Report every line in the listing below that contains the word "computer", copying each such line in full.

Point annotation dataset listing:
[start]
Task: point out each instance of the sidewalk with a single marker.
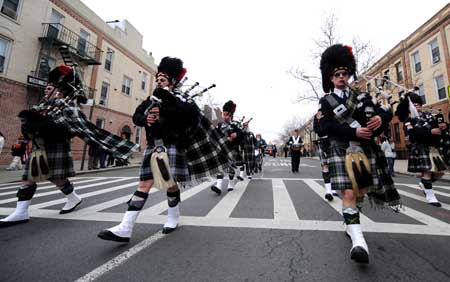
(16, 175)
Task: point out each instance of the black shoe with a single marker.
(4, 224)
(71, 210)
(437, 204)
(109, 236)
(167, 230)
(360, 255)
(216, 189)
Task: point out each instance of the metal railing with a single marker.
(61, 35)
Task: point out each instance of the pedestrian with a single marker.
(94, 156)
(386, 147)
(285, 150)
(2, 142)
(295, 144)
(18, 150)
(351, 121)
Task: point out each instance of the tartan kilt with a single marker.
(60, 162)
(378, 166)
(324, 151)
(419, 158)
(177, 163)
(208, 153)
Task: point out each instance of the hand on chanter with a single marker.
(374, 123)
(436, 131)
(363, 132)
(167, 98)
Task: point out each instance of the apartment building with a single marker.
(37, 35)
(422, 60)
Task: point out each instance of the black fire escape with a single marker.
(73, 49)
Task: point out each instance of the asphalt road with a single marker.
(275, 227)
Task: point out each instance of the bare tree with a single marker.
(365, 55)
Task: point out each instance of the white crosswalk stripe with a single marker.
(286, 215)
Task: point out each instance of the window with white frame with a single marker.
(4, 52)
(434, 49)
(126, 85)
(10, 8)
(422, 93)
(138, 135)
(416, 62)
(440, 87)
(108, 59)
(399, 71)
(144, 81)
(104, 94)
(100, 122)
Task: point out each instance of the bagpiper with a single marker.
(357, 166)
(183, 148)
(424, 134)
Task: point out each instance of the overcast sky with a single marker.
(247, 47)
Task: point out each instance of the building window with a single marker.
(82, 42)
(104, 94)
(4, 50)
(399, 71)
(144, 81)
(126, 85)
(416, 61)
(10, 8)
(440, 87)
(434, 48)
(138, 135)
(100, 123)
(396, 133)
(422, 93)
(108, 59)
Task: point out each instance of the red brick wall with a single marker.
(14, 97)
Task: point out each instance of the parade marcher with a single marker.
(295, 144)
(234, 136)
(248, 146)
(324, 153)
(444, 140)
(357, 165)
(424, 134)
(18, 151)
(50, 126)
(182, 147)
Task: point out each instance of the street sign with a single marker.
(36, 81)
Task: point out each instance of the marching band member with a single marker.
(324, 153)
(295, 144)
(349, 117)
(424, 134)
(234, 136)
(183, 146)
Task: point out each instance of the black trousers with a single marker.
(295, 160)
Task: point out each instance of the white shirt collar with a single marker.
(340, 92)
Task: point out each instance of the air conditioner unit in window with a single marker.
(9, 12)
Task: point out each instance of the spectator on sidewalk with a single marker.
(387, 148)
(17, 151)
(2, 142)
(94, 156)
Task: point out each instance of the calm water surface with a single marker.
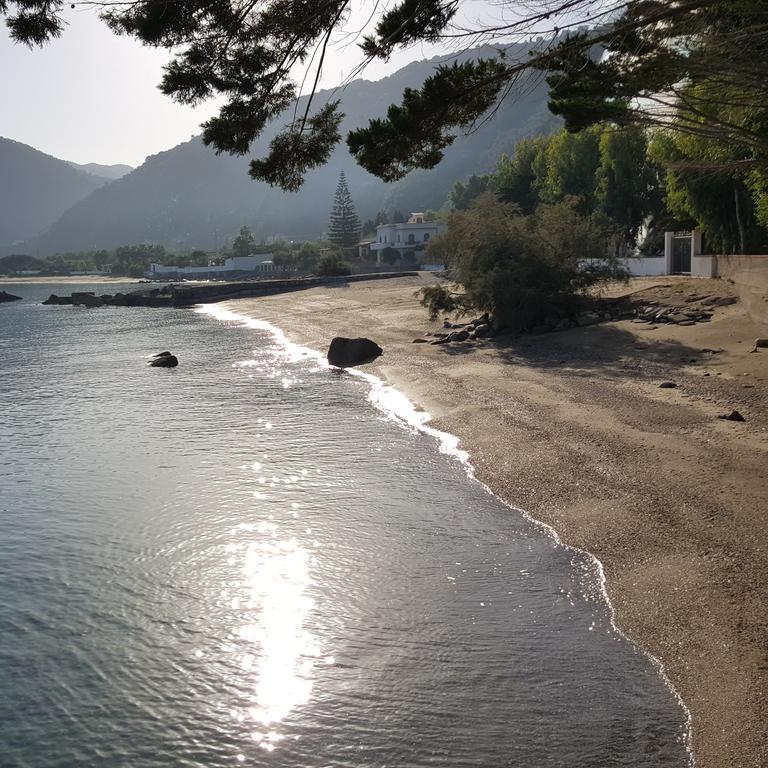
(240, 561)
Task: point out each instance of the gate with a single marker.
(681, 253)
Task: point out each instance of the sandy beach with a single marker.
(573, 428)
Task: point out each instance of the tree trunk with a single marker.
(739, 222)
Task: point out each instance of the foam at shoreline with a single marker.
(396, 405)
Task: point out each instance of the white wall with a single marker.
(649, 266)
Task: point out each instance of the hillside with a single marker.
(105, 171)
(35, 189)
(188, 197)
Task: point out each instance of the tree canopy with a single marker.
(693, 66)
(344, 224)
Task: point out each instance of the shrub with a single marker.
(331, 264)
(523, 269)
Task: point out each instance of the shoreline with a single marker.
(410, 416)
(676, 587)
(67, 280)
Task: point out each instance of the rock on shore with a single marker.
(346, 353)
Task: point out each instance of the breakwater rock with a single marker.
(186, 295)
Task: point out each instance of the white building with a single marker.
(235, 266)
(408, 236)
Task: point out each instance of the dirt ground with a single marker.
(574, 428)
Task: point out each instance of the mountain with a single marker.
(189, 197)
(110, 172)
(36, 189)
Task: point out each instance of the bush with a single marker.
(523, 269)
(438, 298)
(332, 265)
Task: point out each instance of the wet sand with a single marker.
(65, 280)
(573, 428)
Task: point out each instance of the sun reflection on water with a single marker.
(282, 651)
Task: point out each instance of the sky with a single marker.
(91, 96)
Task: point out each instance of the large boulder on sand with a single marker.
(346, 353)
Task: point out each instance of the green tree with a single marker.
(524, 269)
(344, 224)
(248, 53)
(629, 187)
(704, 191)
(332, 264)
(244, 243)
(515, 179)
(465, 192)
(390, 255)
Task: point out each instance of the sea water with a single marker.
(241, 561)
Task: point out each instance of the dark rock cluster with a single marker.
(164, 360)
(154, 297)
(346, 353)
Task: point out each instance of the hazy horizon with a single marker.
(91, 96)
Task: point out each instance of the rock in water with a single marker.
(54, 299)
(87, 300)
(346, 353)
(164, 360)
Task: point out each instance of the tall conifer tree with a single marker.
(344, 224)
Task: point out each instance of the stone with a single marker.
(87, 300)
(346, 353)
(732, 416)
(165, 361)
(60, 300)
(588, 318)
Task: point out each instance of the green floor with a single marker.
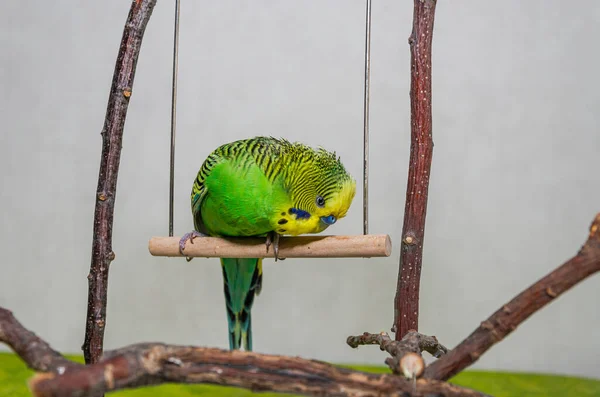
(14, 375)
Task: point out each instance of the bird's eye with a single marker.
(320, 201)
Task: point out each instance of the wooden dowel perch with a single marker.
(360, 246)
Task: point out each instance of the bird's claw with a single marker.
(189, 236)
(273, 239)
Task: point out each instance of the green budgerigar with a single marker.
(264, 187)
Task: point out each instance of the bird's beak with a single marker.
(328, 220)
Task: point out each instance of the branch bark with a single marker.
(112, 134)
(406, 303)
(152, 364)
(155, 363)
(406, 354)
(37, 354)
(507, 318)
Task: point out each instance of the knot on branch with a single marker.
(406, 353)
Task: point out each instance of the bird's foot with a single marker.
(189, 236)
(273, 239)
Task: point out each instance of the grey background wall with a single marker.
(514, 181)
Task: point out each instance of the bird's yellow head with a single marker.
(321, 190)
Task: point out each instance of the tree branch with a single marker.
(151, 364)
(406, 354)
(406, 303)
(155, 363)
(507, 318)
(112, 134)
(36, 353)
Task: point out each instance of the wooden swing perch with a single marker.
(314, 246)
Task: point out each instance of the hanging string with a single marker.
(366, 120)
(173, 116)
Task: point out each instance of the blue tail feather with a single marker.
(242, 280)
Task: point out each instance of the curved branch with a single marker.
(112, 135)
(507, 318)
(37, 354)
(152, 364)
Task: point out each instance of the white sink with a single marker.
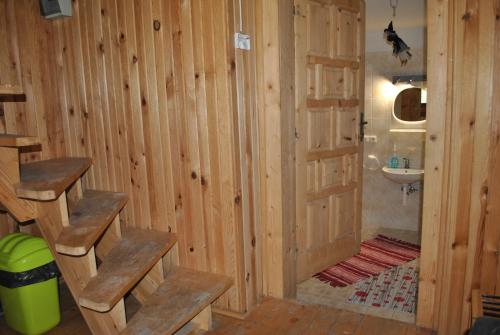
(403, 176)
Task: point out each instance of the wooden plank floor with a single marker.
(280, 317)
(273, 317)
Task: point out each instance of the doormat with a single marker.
(375, 256)
(394, 289)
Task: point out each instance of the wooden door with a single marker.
(329, 48)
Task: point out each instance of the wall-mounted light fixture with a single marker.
(409, 79)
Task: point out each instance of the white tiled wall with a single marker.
(382, 198)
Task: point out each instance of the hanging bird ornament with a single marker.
(399, 48)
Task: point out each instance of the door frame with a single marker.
(442, 243)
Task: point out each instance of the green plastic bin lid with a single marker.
(21, 252)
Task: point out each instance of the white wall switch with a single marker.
(242, 41)
(371, 138)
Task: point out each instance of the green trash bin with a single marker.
(28, 284)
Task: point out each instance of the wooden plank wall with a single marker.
(148, 89)
(460, 221)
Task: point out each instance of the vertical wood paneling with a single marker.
(460, 188)
(148, 89)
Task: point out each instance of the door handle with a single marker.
(362, 124)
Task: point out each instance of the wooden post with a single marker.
(277, 145)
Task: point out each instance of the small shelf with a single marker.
(401, 130)
(11, 90)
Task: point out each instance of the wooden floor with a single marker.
(273, 317)
(280, 317)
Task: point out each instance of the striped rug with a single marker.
(394, 289)
(376, 255)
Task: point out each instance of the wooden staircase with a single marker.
(82, 226)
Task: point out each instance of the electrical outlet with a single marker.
(242, 41)
(371, 138)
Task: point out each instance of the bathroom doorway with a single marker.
(359, 206)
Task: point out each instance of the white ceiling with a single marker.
(409, 14)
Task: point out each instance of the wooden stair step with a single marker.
(17, 141)
(88, 221)
(124, 266)
(181, 297)
(46, 180)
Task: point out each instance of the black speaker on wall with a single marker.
(51, 9)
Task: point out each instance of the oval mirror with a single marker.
(410, 105)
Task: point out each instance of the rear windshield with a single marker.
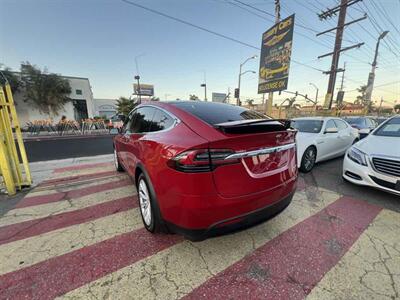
(390, 128)
(311, 126)
(215, 113)
(355, 121)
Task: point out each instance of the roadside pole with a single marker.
(268, 103)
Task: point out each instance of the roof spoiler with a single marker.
(254, 126)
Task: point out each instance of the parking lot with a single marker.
(78, 235)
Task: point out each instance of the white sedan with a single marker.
(321, 138)
(375, 160)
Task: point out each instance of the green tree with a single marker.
(12, 78)
(125, 105)
(48, 91)
(250, 102)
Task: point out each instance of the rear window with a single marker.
(390, 128)
(355, 121)
(215, 113)
(310, 126)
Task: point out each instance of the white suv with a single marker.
(375, 160)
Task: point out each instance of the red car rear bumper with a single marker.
(199, 217)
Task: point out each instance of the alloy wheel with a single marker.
(144, 199)
(309, 159)
(116, 160)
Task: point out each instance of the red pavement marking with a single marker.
(43, 199)
(23, 230)
(301, 184)
(290, 265)
(70, 179)
(83, 166)
(59, 275)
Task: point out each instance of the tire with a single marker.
(117, 164)
(148, 205)
(308, 159)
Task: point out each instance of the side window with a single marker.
(371, 123)
(161, 121)
(340, 125)
(128, 124)
(141, 120)
(330, 124)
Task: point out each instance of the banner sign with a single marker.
(145, 89)
(276, 49)
(218, 97)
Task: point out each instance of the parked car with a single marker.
(321, 138)
(380, 120)
(202, 168)
(364, 125)
(375, 160)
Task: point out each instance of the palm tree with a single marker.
(193, 97)
(48, 91)
(250, 102)
(11, 77)
(125, 105)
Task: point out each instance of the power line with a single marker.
(205, 30)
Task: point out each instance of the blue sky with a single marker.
(100, 39)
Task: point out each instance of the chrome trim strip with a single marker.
(261, 151)
(176, 119)
(384, 157)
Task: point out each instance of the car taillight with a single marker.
(201, 160)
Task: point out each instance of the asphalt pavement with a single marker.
(55, 147)
(79, 235)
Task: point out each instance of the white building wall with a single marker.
(27, 112)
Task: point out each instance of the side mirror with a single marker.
(122, 118)
(364, 131)
(331, 130)
(114, 131)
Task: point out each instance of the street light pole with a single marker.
(371, 76)
(316, 94)
(240, 75)
(137, 77)
(204, 85)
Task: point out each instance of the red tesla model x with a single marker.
(205, 168)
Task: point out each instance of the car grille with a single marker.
(387, 166)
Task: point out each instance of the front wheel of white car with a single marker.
(308, 159)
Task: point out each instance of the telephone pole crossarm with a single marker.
(331, 12)
(344, 25)
(341, 50)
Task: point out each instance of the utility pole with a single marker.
(344, 69)
(380, 107)
(371, 76)
(342, 9)
(268, 103)
(137, 77)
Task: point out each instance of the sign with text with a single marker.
(218, 97)
(276, 49)
(145, 89)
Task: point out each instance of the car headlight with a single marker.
(357, 156)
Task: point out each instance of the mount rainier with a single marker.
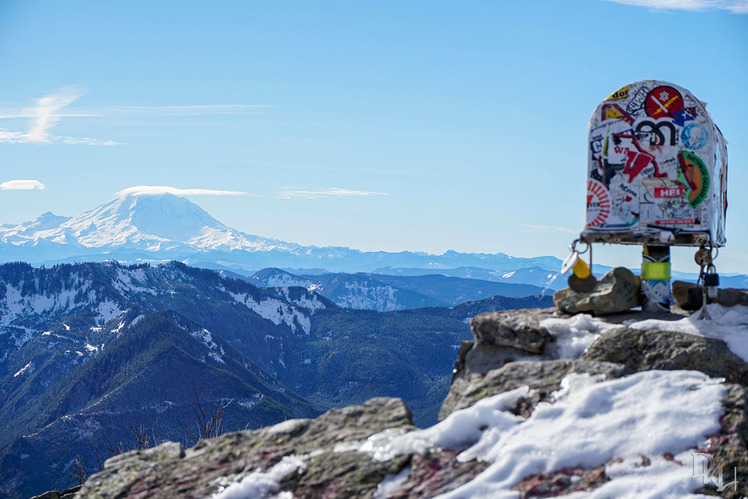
(140, 226)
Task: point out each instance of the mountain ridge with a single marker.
(137, 227)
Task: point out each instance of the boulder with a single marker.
(517, 329)
(648, 349)
(543, 376)
(728, 448)
(687, 295)
(617, 291)
(168, 471)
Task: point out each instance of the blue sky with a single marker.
(389, 125)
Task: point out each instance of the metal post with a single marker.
(656, 278)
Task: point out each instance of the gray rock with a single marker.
(728, 447)
(687, 295)
(617, 291)
(730, 297)
(644, 350)
(518, 329)
(543, 376)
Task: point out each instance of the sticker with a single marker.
(614, 112)
(657, 133)
(663, 102)
(665, 203)
(694, 136)
(619, 94)
(598, 203)
(693, 173)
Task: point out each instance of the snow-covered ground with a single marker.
(729, 324)
(644, 428)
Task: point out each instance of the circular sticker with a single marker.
(694, 136)
(598, 203)
(663, 102)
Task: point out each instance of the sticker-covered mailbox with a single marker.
(657, 169)
(657, 176)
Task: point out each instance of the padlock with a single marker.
(569, 262)
(580, 267)
(711, 282)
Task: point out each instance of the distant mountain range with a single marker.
(93, 354)
(161, 227)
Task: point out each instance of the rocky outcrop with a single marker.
(616, 291)
(688, 296)
(320, 456)
(324, 457)
(644, 350)
(543, 377)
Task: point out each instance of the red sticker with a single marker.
(598, 203)
(663, 102)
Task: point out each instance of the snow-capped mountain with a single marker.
(150, 223)
(142, 225)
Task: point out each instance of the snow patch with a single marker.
(24, 369)
(591, 423)
(575, 334)
(276, 311)
(108, 310)
(262, 484)
(729, 324)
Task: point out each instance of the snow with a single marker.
(23, 370)
(591, 423)
(128, 281)
(108, 310)
(276, 311)
(729, 324)
(574, 335)
(362, 297)
(313, 303)
(261, 484)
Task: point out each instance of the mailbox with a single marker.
(657, 169)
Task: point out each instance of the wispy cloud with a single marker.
(21, 185)
(545, 228)
(193, 110)
(295, 192)
(43, 116)
(46, 113)
(734, 6)
(140, 190)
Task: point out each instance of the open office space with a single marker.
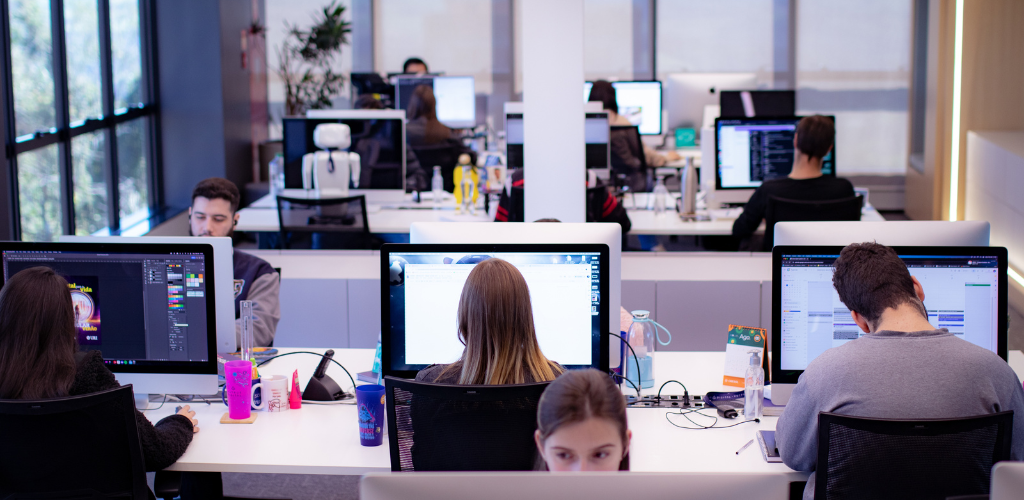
(288, 249)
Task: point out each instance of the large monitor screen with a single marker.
(754, 150)
(567, 288)
(596, 139)
(640, 102)
(147, 307)
(965, 292)
(379, 141)
(456, 97)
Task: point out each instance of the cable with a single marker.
(637, 360)
(268, 360)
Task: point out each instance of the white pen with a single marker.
(744, 446)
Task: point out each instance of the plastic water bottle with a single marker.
(437, 188)
(754, 389)
(660, 197)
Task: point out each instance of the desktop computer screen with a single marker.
(568, 286)
(456, 97)
(596, 139)
(750, 151)
(147, 307)
(965, 292)
(640, 102)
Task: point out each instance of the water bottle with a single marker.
(660, 196)
(437, 188)
(754, 389)
(641, 337)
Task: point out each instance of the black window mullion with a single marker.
(62, 116)
(111, 142)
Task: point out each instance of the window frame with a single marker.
(65, 131)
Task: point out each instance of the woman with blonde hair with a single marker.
(496, 324)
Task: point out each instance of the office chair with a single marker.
(76, 447)
(330, 222)
(461, 427)
(933, 458)
(781, 209)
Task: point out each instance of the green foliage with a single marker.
(306, 57)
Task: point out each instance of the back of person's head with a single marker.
(603, 92)
(38, 339)
(217, 188)
(423, 103)
(815, 135)
(870, 278)
(496, 323)
(577, 397)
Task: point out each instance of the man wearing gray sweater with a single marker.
(903, 368)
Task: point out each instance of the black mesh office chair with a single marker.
(781, 209)
(77, 447)
(325, 222)
(461, 427)
(908, 459)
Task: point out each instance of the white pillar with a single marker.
(553, 110)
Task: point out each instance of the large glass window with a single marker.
(81, 116)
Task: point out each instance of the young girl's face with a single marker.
(591, 445)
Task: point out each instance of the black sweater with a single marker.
(162, 444)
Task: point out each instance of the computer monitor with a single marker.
(568, 286)
(688, 93)
(378, 135)
(597, 140)
(456, 97)
(757, 103)
(223, 259)
(146, 307)
(965, 291)
(639, 101)
(750, 151)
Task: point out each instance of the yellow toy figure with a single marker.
(466, 181)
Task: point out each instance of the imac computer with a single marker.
(456, 97)
(223, 259)
(147, 307)
(965, 292)
(757, 103)
(377, 135)
(686, 94)
(640, 102)
(750, 151)
(597, 141)
(421, 286)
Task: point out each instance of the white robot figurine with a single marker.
(333, 168)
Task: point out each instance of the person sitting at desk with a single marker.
(581, 424)
(40, 360)
(214, 212)
(496, 324)
(625, 152)
(893, 370)
(814, 138)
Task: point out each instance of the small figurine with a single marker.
(466, 181)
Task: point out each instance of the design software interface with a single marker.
(961, 294)
(752, 151)
(425, 288)
(135, 308)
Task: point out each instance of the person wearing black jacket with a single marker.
(814, 138)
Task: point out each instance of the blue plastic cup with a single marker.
(370, 407)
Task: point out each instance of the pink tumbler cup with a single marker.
(238, 386)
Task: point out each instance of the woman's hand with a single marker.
(190, 415)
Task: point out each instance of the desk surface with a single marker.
(324, 440)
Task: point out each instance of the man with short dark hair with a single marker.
(903, 368)
(812, 141)
(214, 212)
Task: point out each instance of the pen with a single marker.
(744, 446)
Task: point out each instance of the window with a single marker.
(82, 116)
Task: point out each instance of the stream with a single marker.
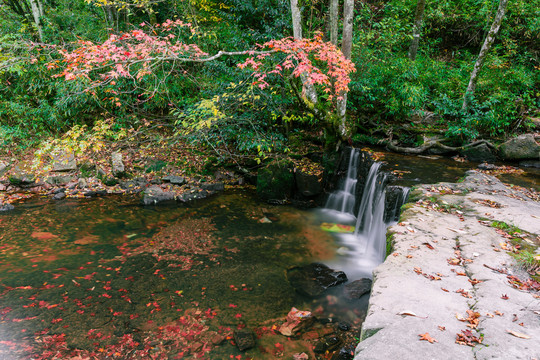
[end]
Solved exercise:
Task: point out each instance of the desktop computer screen with a single marker.
Task: point out each instance of the computer monitor with a single marker.
Task: point out each instance of the imac computer with a single marker.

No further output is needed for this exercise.